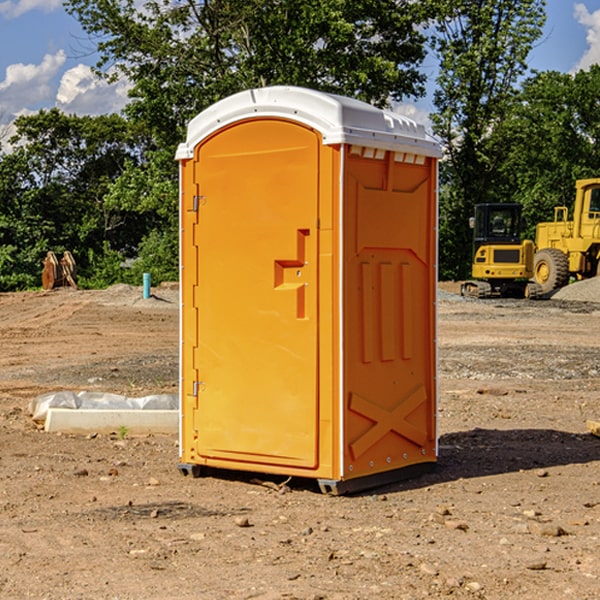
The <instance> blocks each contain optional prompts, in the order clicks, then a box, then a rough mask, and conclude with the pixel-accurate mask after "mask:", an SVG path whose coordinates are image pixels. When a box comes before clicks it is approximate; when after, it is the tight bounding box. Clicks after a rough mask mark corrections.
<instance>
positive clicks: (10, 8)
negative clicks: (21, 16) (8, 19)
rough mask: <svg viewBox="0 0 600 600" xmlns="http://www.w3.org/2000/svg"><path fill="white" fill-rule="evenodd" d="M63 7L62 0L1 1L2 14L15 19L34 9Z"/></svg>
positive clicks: (48, 10)
mask: <svg viewBox="0 0 600 600" xmlns="http://www.w3.org/2000/svg"><path fill="white" fill-rule="evenodd" d="M58 9H62V0H17V1H16V2H14V1H12V0H6V1H5V2H0V15H2V16H4V17H6V18H7V19H15V18H16V17H20V16H21V15H23V14H25V13H27V12H29V11H32V10H42V11H43V12H46V13H48V12H52V11H53V10H58Z"/></svg>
------------------------------------------------------------------------
* Action item: Reproduce all of the records above word for word, omitting the pictures.

* Worked solution:
The <instance> blocks each contain optional prompts, in the order clicks, then a box, then a rough mask, and conclude with the pixel-accurate mask after "mask:", an SVG path whose coordinates are image pixels. When a box comes before clicks it is approximate; when after, it is the tight bounding box. Clicks after a rough mask mark corrections.
<instance>
positive clicks: (10, 8)
negative clicks: (21, 16) (8, 19)
rough mask: <svg viewBox="0 0 600 600" xmlns="http://www.w3.org/2000/svg"><path fill="white" fill-rule="evenodd" d="M63 7L62 0L1 1L2 14L15 19L34 9Z"/></svg>
positive clicks: (48, 10)
mask: <svg viewBox="0 0 600 600" xmlns="http://www.w3.org/2000/svg"><path fill="white" fill-rule="evenodd" d="M58 9H62V0H17V1H16V2H14V1H12V0H6V1H5V2H0V15H2V16H4V17H6V18H7V19H15V18H16V17H20V16H21V15H23V14H25V13H27V12H29V11H32V10H42V11H43V12H46V13H48V12H52V11H53V10H58Z"/></svg>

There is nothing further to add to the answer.